Would you give the entries below again in full, exactly as they stand?

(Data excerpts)
◇ ◇ ◇

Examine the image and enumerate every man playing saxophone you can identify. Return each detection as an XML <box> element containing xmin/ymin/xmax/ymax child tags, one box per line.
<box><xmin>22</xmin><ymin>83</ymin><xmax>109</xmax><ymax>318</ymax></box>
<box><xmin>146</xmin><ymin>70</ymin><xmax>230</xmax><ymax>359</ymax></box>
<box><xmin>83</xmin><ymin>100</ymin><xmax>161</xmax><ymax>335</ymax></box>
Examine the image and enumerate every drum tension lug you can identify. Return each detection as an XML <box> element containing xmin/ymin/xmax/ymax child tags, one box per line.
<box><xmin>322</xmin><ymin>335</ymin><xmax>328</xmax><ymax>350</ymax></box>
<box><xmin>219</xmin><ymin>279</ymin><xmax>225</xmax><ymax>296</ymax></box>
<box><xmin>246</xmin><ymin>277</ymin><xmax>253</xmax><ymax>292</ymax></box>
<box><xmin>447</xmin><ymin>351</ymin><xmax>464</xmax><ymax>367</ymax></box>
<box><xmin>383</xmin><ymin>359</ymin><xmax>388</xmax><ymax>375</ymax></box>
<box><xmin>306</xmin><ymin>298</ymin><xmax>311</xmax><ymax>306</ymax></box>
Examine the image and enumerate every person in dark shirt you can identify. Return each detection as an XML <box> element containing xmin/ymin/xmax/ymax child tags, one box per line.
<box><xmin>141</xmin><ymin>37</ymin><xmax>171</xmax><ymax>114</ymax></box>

◇ ◇ ◇

- Response box:
Examine the image and enumerate every man playing saxophone you can identify. Return each detection as an XML <box> element containing xmin/ymin/xmax/ymax child tags, one box per line.
<box><xmin>22</xmin><ymin>83</ymin><xmax>109</xmax><ymax>318</ymax></box>
<box><xmin>146</xmin><ymin>70</ymin><xmax>230</xmax><ymax>359</ymax></box>
<box><xmin>83</xmin><ymin>100</ymin><xmax>161</xmax><ymax>335</ymax></box>
Examine the image and enumerate every drum tension lug you can identify. Return each detection as an XML <box> element containing xmin/ymin/xmax/ymax child tags, one box per line.
<box><xmin>322</xmin><ymin>335</ymin><xmax>328</xmax><ymax>350</ymax></box>
<box><xmin>219</xmin><ymin>279</ymin><xmax>225</xmax><ymax>296</ymax></box>
<box><xmin>246</xmin><ymin>277</ymin><xmax>253</xmax><ymax>292</ymax></box>
<box><xmin>447</xmin><ymin>351</ymin><xmax>464</xmax><ymax>367</ymax></box>
<box><xmin>383</xmin><ymin>359</ymin><xmax>388</xmax><ymax>375</ymax></box>
<box><xmin>306</xmin><ymin>298</ymin><xmax>311</xmax><ymax>306</ymax></box>
Examine the image and enumerate every person in dark shirt you can identify. Return each detection as an XML <box> element containing xmin/ymin/xmax/ymax child tags, one box per line.
<box><xmin>141</xmin><ymin>37</ymin><xmax>171</xmax><ymax>114</ymax></box>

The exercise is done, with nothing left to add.